┌──

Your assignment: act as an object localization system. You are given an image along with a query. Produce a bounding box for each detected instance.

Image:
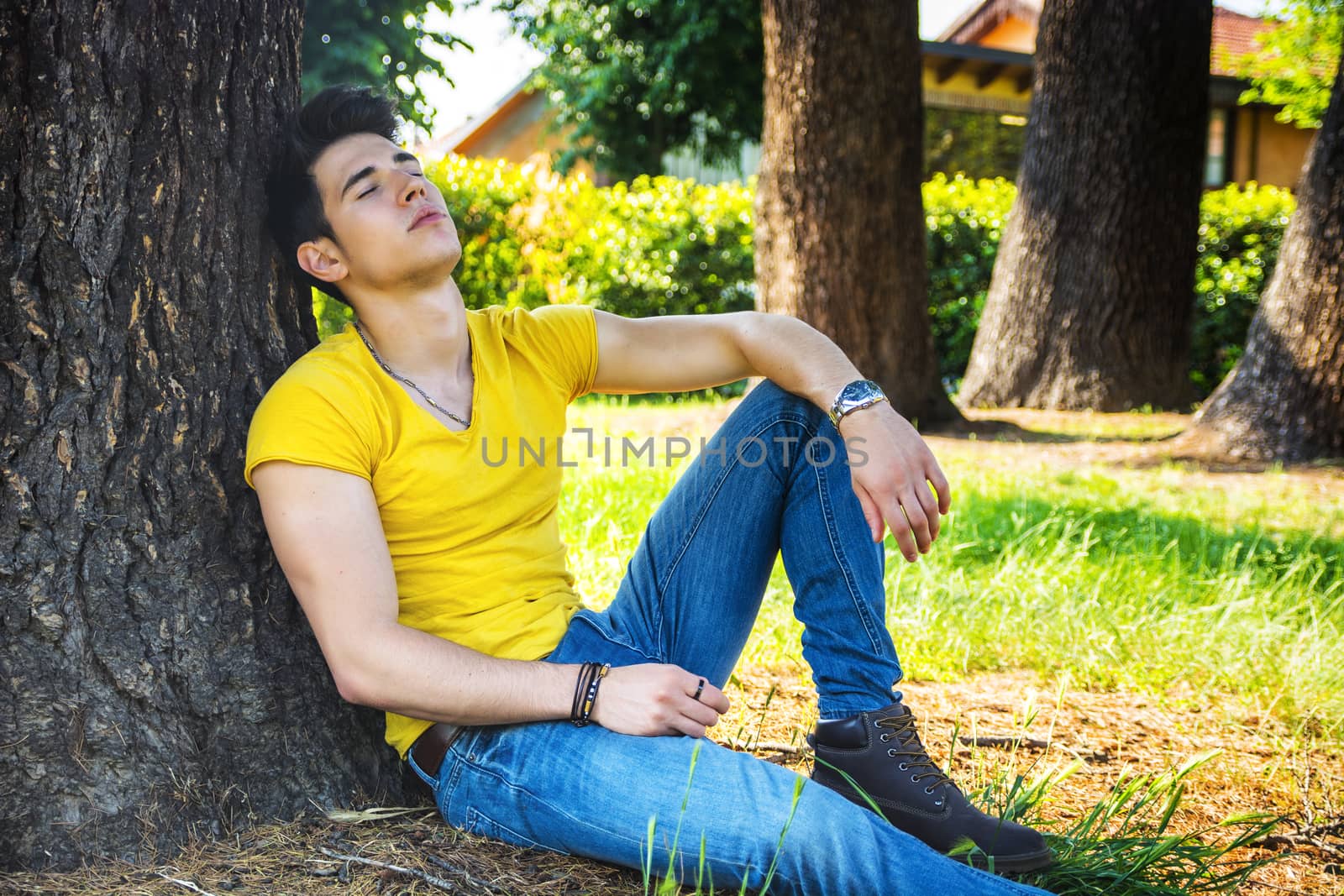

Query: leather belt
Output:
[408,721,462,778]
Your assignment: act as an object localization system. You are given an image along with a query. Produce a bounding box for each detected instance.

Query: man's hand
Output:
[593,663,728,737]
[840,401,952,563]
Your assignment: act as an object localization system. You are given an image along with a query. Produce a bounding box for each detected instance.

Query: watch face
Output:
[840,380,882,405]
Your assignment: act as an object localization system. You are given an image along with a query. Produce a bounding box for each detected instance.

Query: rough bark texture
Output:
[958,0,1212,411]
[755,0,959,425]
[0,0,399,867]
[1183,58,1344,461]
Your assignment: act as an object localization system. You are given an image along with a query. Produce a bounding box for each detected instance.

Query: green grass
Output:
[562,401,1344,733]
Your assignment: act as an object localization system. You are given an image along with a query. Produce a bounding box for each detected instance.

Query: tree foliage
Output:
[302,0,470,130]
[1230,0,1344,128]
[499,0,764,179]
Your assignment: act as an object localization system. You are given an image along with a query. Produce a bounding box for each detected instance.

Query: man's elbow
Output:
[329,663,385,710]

└──

Task directions
Reproduce all of the items above verbatim, but omit the picture.

Completed exercise
Your assignment: act as an object localization system. You are given an image along with a query. Produce a bounding box for each detected instance.

Image:

Query: leather belt
Output:
[408,721,462,778]
Your assignment: act as an object localization system. You are given an image along with a query. Produce a bounding box for each detected instance.

Query: man's hand
Output:
[593,663,728,737]
[840,401,952,563]
Your assignment: act as an object localization system. You are given an image along with a query. Produce a bounding box for each detected instance.

Query: watch face
Output:
[840,380,882,405]
Your assignment: act as an object localization system. You are given an image along with a query. Produce a bounding box for each detected instance.

Query: rough bark texture
Output:
[958,0,1212,411]
[755,0,959,425]
[0,0,399,867]
[1183,58,1344,461]
Your assignment: act as an object localization system. You are given an image along with a query. Produce a bounding box for each detected instance.

Query: green grass
Output:
[562,401,1344,733]
Your assignment: act as an object localization system. You are given an image along with a query. Produce a bounding box for each detected instance.

Query: tree foliage
Output:
[302,0,470,130]
[1230,0,1344,128]
[499,0,764,179]
Your assignment: act as an object localization system. You are given an image along with a query. Produce a bounding box for each detected instance.

Query: man's elbow
Output:
[329,663,385,710]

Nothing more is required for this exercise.